[Begin Records provided]

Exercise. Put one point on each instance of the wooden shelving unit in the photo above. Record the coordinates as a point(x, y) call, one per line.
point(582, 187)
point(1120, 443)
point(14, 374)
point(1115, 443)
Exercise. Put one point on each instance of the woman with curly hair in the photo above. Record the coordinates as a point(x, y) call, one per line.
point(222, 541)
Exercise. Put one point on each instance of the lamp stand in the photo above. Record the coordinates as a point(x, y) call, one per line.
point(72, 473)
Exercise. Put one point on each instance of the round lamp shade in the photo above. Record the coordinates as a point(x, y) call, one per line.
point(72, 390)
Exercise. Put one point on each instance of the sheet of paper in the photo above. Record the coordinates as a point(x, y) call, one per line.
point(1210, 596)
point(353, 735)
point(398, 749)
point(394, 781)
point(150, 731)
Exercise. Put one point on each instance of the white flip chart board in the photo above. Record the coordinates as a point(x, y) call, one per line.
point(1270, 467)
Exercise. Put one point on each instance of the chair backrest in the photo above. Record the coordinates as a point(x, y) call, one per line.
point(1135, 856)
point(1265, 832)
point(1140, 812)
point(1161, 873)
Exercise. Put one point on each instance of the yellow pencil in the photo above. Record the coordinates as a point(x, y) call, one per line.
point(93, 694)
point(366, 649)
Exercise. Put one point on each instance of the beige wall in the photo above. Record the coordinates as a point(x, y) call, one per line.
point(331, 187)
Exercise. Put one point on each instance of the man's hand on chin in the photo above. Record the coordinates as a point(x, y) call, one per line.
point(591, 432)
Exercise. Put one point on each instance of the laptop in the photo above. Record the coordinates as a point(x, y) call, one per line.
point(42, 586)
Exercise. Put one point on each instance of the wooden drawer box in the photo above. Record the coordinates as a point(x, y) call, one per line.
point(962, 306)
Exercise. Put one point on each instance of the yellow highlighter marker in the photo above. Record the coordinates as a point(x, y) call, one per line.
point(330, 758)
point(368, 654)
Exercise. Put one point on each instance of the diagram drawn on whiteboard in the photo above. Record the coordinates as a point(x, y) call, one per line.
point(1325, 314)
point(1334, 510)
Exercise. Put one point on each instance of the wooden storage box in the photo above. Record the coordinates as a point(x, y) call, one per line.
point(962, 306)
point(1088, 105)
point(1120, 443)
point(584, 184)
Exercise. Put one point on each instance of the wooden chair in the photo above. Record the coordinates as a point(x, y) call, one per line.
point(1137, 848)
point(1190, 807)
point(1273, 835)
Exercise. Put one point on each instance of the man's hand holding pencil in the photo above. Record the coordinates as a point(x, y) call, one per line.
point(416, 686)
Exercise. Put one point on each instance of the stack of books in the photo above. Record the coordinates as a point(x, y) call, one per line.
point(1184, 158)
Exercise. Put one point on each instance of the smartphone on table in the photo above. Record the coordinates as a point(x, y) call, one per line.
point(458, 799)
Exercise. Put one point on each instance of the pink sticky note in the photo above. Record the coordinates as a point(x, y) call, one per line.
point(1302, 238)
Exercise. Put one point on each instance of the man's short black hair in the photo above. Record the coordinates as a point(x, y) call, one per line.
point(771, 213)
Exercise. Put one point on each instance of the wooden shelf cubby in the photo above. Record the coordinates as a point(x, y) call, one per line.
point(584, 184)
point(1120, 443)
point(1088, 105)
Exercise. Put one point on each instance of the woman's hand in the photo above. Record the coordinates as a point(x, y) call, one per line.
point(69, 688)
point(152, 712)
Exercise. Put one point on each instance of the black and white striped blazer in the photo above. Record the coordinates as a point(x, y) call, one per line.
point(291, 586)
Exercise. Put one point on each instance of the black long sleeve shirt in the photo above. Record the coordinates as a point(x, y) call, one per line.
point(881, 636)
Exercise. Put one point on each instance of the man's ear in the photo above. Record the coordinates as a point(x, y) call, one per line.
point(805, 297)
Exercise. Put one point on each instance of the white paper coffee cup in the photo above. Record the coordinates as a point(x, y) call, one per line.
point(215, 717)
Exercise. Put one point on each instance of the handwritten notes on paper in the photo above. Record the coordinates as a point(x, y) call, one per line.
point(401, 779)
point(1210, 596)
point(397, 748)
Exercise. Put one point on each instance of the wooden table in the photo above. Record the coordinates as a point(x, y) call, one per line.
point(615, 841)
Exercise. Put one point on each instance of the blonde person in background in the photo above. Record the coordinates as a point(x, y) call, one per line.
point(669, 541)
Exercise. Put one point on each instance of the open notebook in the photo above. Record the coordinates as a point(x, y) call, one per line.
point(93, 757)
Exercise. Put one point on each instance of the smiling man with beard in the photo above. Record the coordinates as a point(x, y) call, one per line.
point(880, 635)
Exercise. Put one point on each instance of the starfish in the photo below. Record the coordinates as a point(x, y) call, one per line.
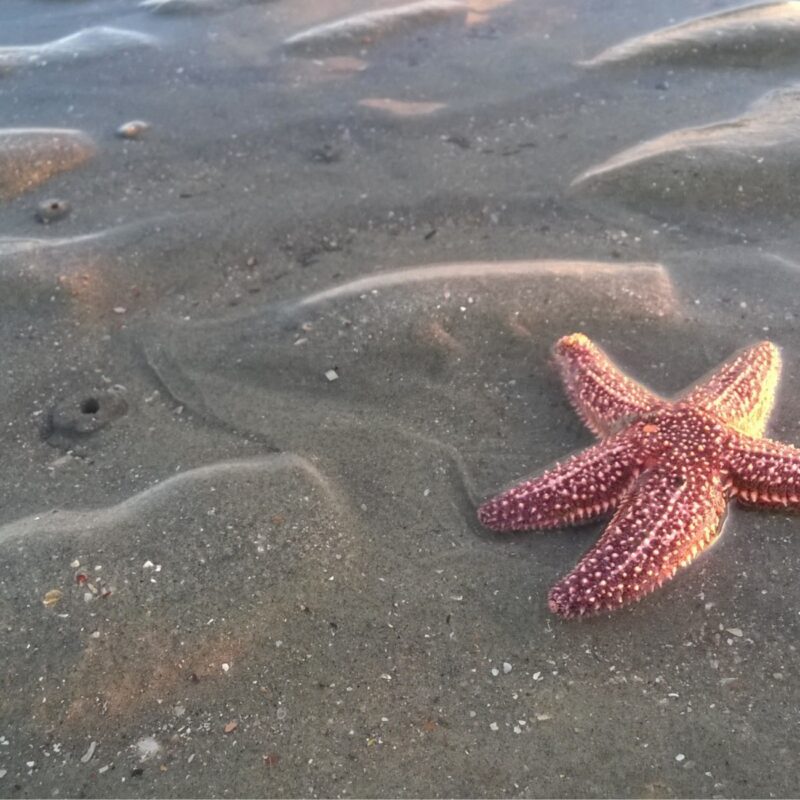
point(665, 470)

[End Records provided]

• [Task details]:
Reproduce all of the material above word for word, omitting the pictures.

• [Task response]:
Exercise. Put one point on each instance of the wooden shelving unit in the photo above. Record the coordinates as a point(x, y) call, one per line.
point(582, 187)
point(1120, 443)
point(14, 374)
point(1115, 443)
Exercise. Put one point on each instance of the woman with curly hair in the photo above. Record the coordinates as a point(x, y) call, one per line.
point(222, 541)
Exercise. Put one point on each instance of the lamp stand in the photo above. Record the coordinates as a point(x, y) call, one per line.
point(72, 473)
Exercise. Put one point on each instance of the round lamp shade in the photo above. Record the coordinates as a point(x, y) call, one per line.
point(72, 390)
Exercise. Put one point on each instance of the sheet of paper in the photo above. Record the coordinates as a point(x, y) call, one per line.
point(1210, 596)
point(353, 735)
point(398, 749)
point(394, 781)
point(150, 731)
Exercise. Put one point on each instance of the white flip chart board in the photo above. Record the coordinates as a point(x, y) call, one per line.
point(1270, 467)
Exercise. Put one point on each instance of the chair backrest in the photo above. Record the coordinates as a point(x, y) call, one per line.
point(1135, 856)
point(1265, 832)
point(1140, 812)
point(1161, 873)
Exercise. Put one point on each instance of the yellow pencil in the photo above. Record the coordinates as a point(x, y) call, one per line.
point(93, 694)
point(366, 649)
Exercise. Put one point on each instance of the beige wall in the photo above. Record the coordinates as a point(x, y) call, one per line.
point(331, 187)
Exercise. Put one point on each instance of the man's hand on chin in the photo above. Record the coordinates as a point(x, y) call, one per line.
point(591, 432)
Exercise. Put one point on each instance of the laptop in the photo above. Record the coordinates as a point(x, y) call, one per line.
point(42, 586)
Exercise. Put one point on each instance of the wooden drawer box in the photo above. Record the coordinates as a point(x, y) call, one per line.
point(962, 306)
Exercise. Put one point on each instance of the yellow highlighter marker in the photo above. Record the coordinates as a point(x, y) call, one per line.
point(330, 758)
point(368, 654)
Exercise. Put one point on each instance of the diagram drawn on whiteboard in the photo above. Record the coordinates as a point(x, y) call, one per line.
point(1325, 314)
point(1334, 510)
Exercise. Put one point on each instance of the wooden storage box in the photo above. Record the coordinates as a point(x, y) call, one per line.
point(962, 306)
point(1088, 105)
point(1120, 443)
point(584, 184)
Exercise. Put one point on each instance of the wooden chair in the photo above. Record the coordinates as a point(x, y) call, one per line.
point(1137, 848)
point(1190, 807)
point(1273, 835)
Exercise. Put one point on each instance of the man's hand holding pencil in the photo above. Record the coordinates as a point(x, y) call, one per line.
point(416, 686)
Exercise. Put one point on each instance of the stack of books in the photo above. Record the coordinates as a point(x, y) call, one per line.
point(1184, 158)
Exercise. Put one point on each instance of the smartphone on table in the photo above. Record the coordinates as a point(x, y) call, one per line.
point(458, 799)
Exercise. Put one point on each instance of the pink sticky note in the photo above. Record the coordinates as a point(x, y) call, one per line.
point(1302, 238)
Exercise. Put one point on each instance of the man's short black hair in the photo above. Record the coordinates as a point(x, y) call, one per line.
point(771, 213)
Exercise. Put one point on each instance of the wooden shelf cubby in the photo above. Record the coordinates as a point(x, y) call, one per line.
point(584, 184)
point(1120, 443)
point(1088, 105)
Exercise. Put one point on each instance of the woman's hand in the photo above. Record the coordinates as a point(x, y) call, one per line.
point(69, 688)
point(152, 712)
Exercise. Put one point on each instance of the black and white striped blazer in the photo above. Record the coordinates as a point(x, y) call, one per line.
point(291, 586)
Exercise. Put one point on each instance of the black long sleeve shirt in the photo above. Record the coordinates as a point(x, y) call, one per line.
point(881, 636)
Exercise. Put one point on each instance of the man's ear in the photo above. Record the coordinates as a point(x, y) call, one per line.
point(805, 297)
Exercise. Put one point on each instance of the white paper coffee cup in the photo above. Record the coordinates as a point(x, y) call, one per line.
point(215, 717)
Exercise. Put one point on each instance of the handwritten notes on paper in the photo above. Record the coordinates as a point(x, y) call, one per line.
point(401, 779)
point(1210, 596)
point(397, 748)
Exercise. Put one point on each instance of the wooden table in the photo above. Record the coordinates as a point(x, y) call, one per line.
point(615, 841)
Exercise. Put one point on each instance of the blonde person in background in the photo above. Record the coordinates as a point(x, y) call, one per line.
point(669, 541)
Exercise. Put one point on each instance of the open notebook in the photo above. Record the coordinates as a point(x, y) call, one per line.
point(93, 757)
Exercise. Put one point on each instance of the smiling man with beard in the photo above. Record the coordinates as a point(x, y) call, one per line.
point(880, 635)
Exercise. Put one point on each instance of the starfish in the photo below. Record the coordinates as a point(x, y) call, one per line.
point(665, 470)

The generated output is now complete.